#### RECORDS PROVIDED:
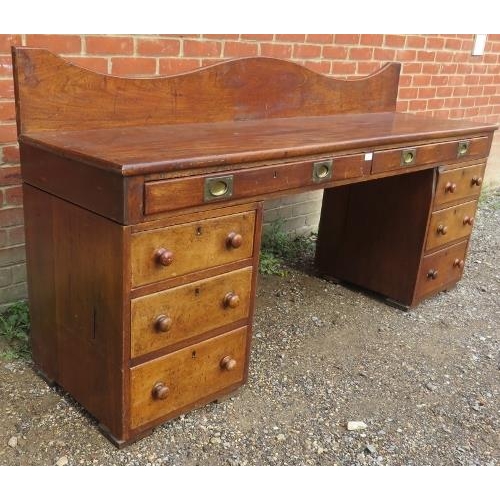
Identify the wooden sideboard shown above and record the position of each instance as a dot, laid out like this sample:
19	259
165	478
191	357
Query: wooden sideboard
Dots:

#### TASK REQUIREMENTS:
Nothing but the records, copied exactly and stripped of pictures, should be returned.

#### ANSWER AREA:
Identify the wooden sideboard shown above and record the position of each instance as a dot, laid out like this sample:
19	259
165	478
191	357
Query: wooden sideboard
Dots:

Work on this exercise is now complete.